## Problem statement
Copy every record below word for word, but leave out the pictures.

## Given information
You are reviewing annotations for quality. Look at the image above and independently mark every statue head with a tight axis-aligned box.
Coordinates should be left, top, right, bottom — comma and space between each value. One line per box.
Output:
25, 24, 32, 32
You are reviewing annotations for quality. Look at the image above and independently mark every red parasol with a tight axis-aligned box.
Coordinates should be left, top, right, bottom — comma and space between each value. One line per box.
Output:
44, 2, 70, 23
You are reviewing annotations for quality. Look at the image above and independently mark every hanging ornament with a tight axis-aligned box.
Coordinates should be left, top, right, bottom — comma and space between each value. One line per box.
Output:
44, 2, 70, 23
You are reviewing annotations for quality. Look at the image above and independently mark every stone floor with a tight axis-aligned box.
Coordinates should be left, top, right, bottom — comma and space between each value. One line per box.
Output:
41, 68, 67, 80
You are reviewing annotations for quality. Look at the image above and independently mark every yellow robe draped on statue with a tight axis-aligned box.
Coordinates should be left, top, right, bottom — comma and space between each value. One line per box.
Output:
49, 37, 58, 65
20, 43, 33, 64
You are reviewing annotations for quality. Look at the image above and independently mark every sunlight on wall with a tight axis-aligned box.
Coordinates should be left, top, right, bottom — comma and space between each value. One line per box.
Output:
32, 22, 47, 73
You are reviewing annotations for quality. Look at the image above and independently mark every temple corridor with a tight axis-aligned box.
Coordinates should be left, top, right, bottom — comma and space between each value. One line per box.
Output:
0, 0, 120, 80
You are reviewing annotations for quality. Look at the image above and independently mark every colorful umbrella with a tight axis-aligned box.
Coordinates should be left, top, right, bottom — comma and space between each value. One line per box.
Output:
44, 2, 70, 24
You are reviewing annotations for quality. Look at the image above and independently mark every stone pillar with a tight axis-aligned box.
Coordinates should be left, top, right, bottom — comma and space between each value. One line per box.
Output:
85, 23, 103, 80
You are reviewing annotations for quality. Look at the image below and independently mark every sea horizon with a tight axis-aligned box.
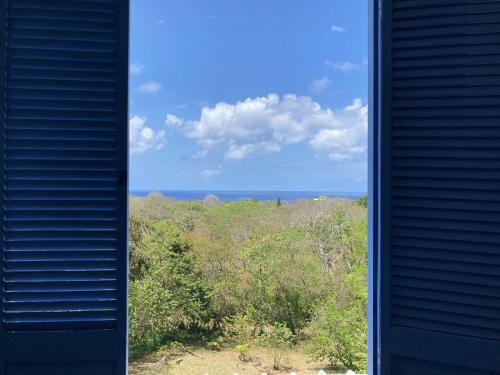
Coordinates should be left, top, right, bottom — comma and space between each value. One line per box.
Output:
130, 189, 366, 202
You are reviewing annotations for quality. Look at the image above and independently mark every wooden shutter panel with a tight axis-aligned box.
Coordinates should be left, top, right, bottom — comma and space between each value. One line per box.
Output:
0, 0, 129, 375
372, 0, 500, 375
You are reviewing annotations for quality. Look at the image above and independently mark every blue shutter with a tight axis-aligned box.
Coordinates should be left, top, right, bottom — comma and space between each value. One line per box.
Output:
371, 0, 500, 375
0, 0, 128, 375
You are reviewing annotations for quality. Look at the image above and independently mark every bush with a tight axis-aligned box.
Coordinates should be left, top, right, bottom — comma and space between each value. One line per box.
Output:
129, 221, 211, 359
257, 323, 295, 370
308, 296, 367, 372
236, 344, 250, 362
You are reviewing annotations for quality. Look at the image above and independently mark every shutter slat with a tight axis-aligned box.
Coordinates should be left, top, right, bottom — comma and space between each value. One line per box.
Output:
2, 0, 123, 331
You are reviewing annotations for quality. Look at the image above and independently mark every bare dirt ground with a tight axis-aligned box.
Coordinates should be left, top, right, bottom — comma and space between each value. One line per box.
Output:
130, 348, 345, 375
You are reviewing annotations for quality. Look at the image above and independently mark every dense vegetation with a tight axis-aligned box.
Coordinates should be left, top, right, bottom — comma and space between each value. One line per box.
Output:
130, 194, 367, 370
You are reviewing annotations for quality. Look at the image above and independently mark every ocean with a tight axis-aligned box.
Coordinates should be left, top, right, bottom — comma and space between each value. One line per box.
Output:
130, 190, 366, 202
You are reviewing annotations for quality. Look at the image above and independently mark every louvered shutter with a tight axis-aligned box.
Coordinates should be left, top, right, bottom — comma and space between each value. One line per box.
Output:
372, 0, 500, 375
0, 0, 129, 375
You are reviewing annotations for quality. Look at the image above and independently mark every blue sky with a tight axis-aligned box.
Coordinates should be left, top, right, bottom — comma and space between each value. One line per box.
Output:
130, 0, 368, 191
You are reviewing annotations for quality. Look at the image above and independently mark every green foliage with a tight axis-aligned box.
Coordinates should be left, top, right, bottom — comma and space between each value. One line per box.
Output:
129, 221, 210, 358
257, 323, 295, 370
241, 230, 322, 333
235, 344, 250, 362
308, 290, 367, 372
356, 195, 368, 208
130, 194, 367, 370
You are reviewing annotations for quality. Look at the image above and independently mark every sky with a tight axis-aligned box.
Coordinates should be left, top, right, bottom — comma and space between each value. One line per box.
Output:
129, 0, 368, 192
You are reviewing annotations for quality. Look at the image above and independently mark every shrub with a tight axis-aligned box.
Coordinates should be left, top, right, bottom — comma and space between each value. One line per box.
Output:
308, 296, 367, 372
257, 323, 295, 370
236, 344, 250, 362
129, 221, 211, 359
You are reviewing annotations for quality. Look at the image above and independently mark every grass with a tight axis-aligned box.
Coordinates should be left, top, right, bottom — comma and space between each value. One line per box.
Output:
129, 348, 335, 375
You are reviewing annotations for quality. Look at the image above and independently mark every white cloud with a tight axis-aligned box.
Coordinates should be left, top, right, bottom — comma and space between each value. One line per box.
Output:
183, 94, 368, 160
330, 25, 347, 33
200, 166, 222, 181
165, 113, 184, 127
309, 77, 332, 94
130, 63, 145, 75
325, 60, 368, 73
129, 116, 167, 155
139, 81, 162, 94
191, 150, 208, 160
309, 99, 368, 161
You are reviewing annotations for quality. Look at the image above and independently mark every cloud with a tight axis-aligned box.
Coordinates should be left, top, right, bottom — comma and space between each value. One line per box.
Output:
325, 59, 368, 73
129, 116, 167, 155
330, 25, 347, 33
165, 113, 184, 128
130, 63, 145, 75
309, 77, 332, 94
309, 99, 368, 161
139, 81, 162, 94
200, 165, 222, 181
181, 94, 368, 160
191, 150, 208, 160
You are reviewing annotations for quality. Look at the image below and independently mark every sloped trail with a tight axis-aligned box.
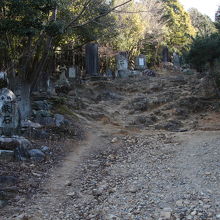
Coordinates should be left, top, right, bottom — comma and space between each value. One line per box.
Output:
1, 74, 220, 220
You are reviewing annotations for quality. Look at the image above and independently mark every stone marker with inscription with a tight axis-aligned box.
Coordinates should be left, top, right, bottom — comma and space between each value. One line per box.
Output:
115, 52, 130, 78
135, 55, 147, 70
0, 73, 20, 136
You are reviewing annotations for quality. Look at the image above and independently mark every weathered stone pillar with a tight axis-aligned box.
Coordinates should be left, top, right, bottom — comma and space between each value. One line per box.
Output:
0, 72, 20, 136
135, 55, 147, 70
86, 43, 99, 76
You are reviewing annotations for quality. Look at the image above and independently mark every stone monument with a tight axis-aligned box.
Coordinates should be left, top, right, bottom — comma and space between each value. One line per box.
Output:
173, 53, 180, 68
86, 43, 99, 76
162, 47, 169, 63
0, 72, 20, 136
135, 55, 147, 70
116, 52, 130, 78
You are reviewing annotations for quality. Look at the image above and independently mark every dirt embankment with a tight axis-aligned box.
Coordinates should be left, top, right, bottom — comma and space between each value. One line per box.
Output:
1, 72, 220, 220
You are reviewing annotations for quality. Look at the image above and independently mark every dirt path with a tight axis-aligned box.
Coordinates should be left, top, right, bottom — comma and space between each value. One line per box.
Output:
1, 73, 220, 220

## Task result
You are reviewing annotations for quality. Look at the image above and independently mark every statue head with a tight axis-aligned box.
Coordinates should be left, top, right, bottom — comma and space between each value. One line per box.
Output:
25, 24, 32, 32
You are reviewing annotations for quality. Look at the image above and independently mark every red parasol with a tight axis-aligned box.
Coordinates should be left, top, right, bottom — comma and space between each value. One line per box.
Output:
44, 2, 70, 23
You are reviewing annotations for quality. Look at the image above and independently mark every hanging ornament with a tight axis-aligned box.
Coordinates should be left, top, right, bottom — comma and space between each value. One line per box.
Output:
44, 2, 70, 23
You are reviewing annotations for quality. Look at the image above and independently mark every stone floor with a tight axis-aligned box.
Coordinates should be left, top, right, bottom — comma and space between each value. One line per box.
Output:
41, 68, 67, 80
You are reviewing annotations for quality. Look at the image above and independently mark every yellow robe draped on statue with a tight axis-aligned box.
Coordinates should be left, top, right, bottom — comma and space between each value. One line per box.
Output:
49, 37, 58, 65
20, 43, 33, 64
You are reviewing annotations for quality. Look at the image above and independently mark every sunlight on wall with a tight axis-aligned box.
Coordinates should be left, top, right, bottom — comma and space between each value. One line per box.
Output:
32, 22, 47, 73
You are reviewing annotations for quality. Look at the image above and independently mark every temple corridor with a tight axis-aligned box.
Coordinates should be left, top, right, bottom — comma and space between each value. One line per box.
Output:
0, 0, 120, 80
You are reviewing annotations for quality. Look at the image above and independently mark every colorful umbrella with a tight axis-aligned box.
Coordinates should be left, top, right, bottom — comma and space between each value. One line per box.
Output:
44, 2, 70, 24
You are reviewing annotations for quality. Look at the image above and independently mark every stone pillar with a tight axis-aligned box.
Coordinates should be left, top, right, bottom — comma and space between each value. One line per box.
Output:
85, 23, 103, 80
You are reviewing annotations for quality. Look at the image below and independently mark every sea horizon with a tight axis-aligned box.
Coordinates should be left, top, right, bottom — comma and space between each value. One line per box.
Output:
130, 189, 366, 202
You are reviewing annotations for quality. Look at the image above and independently mark every wooden shutter panel with a tight axis-aligned box.
Coordinates should be left, top, right, bottom — comma and space between each value. One line per box.
Output:
0, 0, 129, 375
372, 0, 500, 375
You are reviewing annotations for quality. Look at the image above and independently mark every blue shutter with a tight axis-aligned box.
Coordinates should be left, top, right, bottom — comma and space between each value. One line per box.
Output:
371, 0, 500, 375
0, 0, 128, 375
You are reviewing annotations for quality. Look at the image above and independently mark every bush with a tight axis-aligned box.
Coordinates should be left, top, right, bottom — comma and space between each value. One line per box.
Output:
129, 221, 211, 359
257, 323, 295, 370
308, 296, 367, 372
236, 344, 250, 362
You are reviewing annotations for quality. Look at the image above and independently mark every shutter slat with a tight axis-aligned box.
Coordinates should be left, top, right, bottom — comma and space between each value. One line per box.
Output:
2, 0, 123, 331
You are reviewing annotations for quality. Look at the image above and independently mark every bare dirt ground with a tight axis-aligned box.
Coordinates should be left, top, right, bottom — comma and space between each value. One line per box.
Output:
130, 348, 345, 375
You are reviewing annotations for quality. Look at the image above and independently mark every dense vegetation with a tight axis-aligned box.
Coordinates should be left, top, right, bottom — comma and space between each value. One line per box.
Output:
130, 194, 367, 370
You are reviewing annotations for quality. Look at the image above and independently mark every ocean with a tight axis-aligned box.
Coordinates should be left, top, right, bottom — comma and space between each value. One line per box.
Output:
130, 190, 366, 202
You are reviewing annotations for quality. Look at the image above and independently mark every louvered shutter with a tight axis-aligned box.
Coordinates should be left, top, right, bottom — comma and space between each value. One line per box.
Output:
372, 0, 500, 375
0, 0, 129, 375
You are reviewing annotations for quality. Look at the image above and independently mark every blue sky with a tight axis-aligned box.
Coordinates should be left, top, right, bottom — comma and space between each value. One line per box.
Output:
130, 0, 368, 191
You are reviewing annotations for quality. Look at the image above and independently mark every green foliage with a tight axis-aligned box.
Coordinates should be left, top, right, bottom — comma and space between each value. One line per box.
Output:
129, 221, 210, 358
257, 323, 295, 370
241, 230, 322, 333
235, 344, 250, 362
308, 290, 367, 372
356, 195, 368, 208
130, 194, 367, 370
You are reviewing annotations for quality. Look at the image above and independently mark every sky with a tight axis-aligned box.
Coordinates should be left, top, right, bottom — comma and space between each value. One line per box.
Output:
129, 0, 368, 192
You are reviewing annotations for quality. Look at the image above and independently mark every shrub with a tight axis-aligned box.
Coordinates should be left, top, right, bottom — comma and space between each value. One line per box.
Output:
308, 296, 367, 372
257, 323, 295, 370
236, 344, 250, 362
129, 221, 211, 359
You are reviewing annotations for quality. Look at the image above and independently mark every grass with a tight axis-aligned box.
Coordinates should be left, top, right, bottom — comma and space between each value. One line per box.
Output:
129, 348, 335, 375
You are reviewing annotations for quality. Look at the image above and independently mark every white cloud with a tight axis-aligned box.
Coordinates should be left, top, right, bottom — comma and space between each value. One line per box.
Output:
183, 94, 368, 160
330, 25, 347, 33
200, 166, 222, 181
165, 113, 184, 127
309, 77, 332, 94
130, 63, 145, 75
325, 60, 368, 73
129, 116, 167, 155
139, 81, 162, 94
191, 150, 208, 160
309, 99, 368, 161
You are reviewing annotations for quality. Look at the image above and independently mark every cloud with a tight axis-aligned box.
Coordinates should be left, top, right, bottom — comma and space between each value. One line per box.
Output:
325, 59, 368, 73
129, 116, 167, 155
330, 25, 347, 33
165, 113, 184, 128
130, 63, 145, 75
309, 77, 332, 94
309, 99, 368, 161
139, 81, 162, 94
200, 165, 222, 181
181, 94, 368, 160
191, 150, 208, 160
You are reviewing annotations for quality. Look at the image below and independently mark every sloped trail with a tight axis-aligned box.
Coordinates should be left, top, right, bottom — comma and space between each value. One line per box.
Output:
1, 74, 220, 220
You are reviewing annotations for quality. Look at the image above and independently mark every stone marker with inscription with a tight axis-aligned box.
Coordinates should be left, top, right, bottom — comma and space between each value. One line per box.
Output:
115, 52, 130, 78
135, 55, 147, 70
0, 73, 20, 136
You are reviewing annotations for quality. Look at the image above and independently mark every weathered stone pillar with a tight axis-aligned box.
Coordinates should be left, top, right, bottom — comma and space between each value. One line per box.
Output:
0, 72, 20, 136
135, 55, 147, 70
86, 43, 99, 76
You are reviewing annotations for quality. Look at the image above and independently mark every stone monument with a tight axis-aligned box.
Coordinates should be left, top, right, bottom — comma and space between each value. One line per box.
Output:
173, 53, 180, 68
86, 43, 99, 76
162, 47, 169, 63
0, 72, 20, 136
135, 55, 147, 70
116, 52, 130, 78
You are reviewing annotations for quality. Look at the image above and independently mark every dirt embankment with a tight axis-aligned box.
Coordinates should be left, top, right, bottom — comma and space between each value. One line per box.
Output:
1, 72, 220, 220
You are reviewing annotations for quality. Look at the image above and independently mark every dirt path with a tight axis-aligned box.
Coordinates should be left, top, right, bottom — comma and space between each value. One line per box.
Output:
1, 73, 220, 220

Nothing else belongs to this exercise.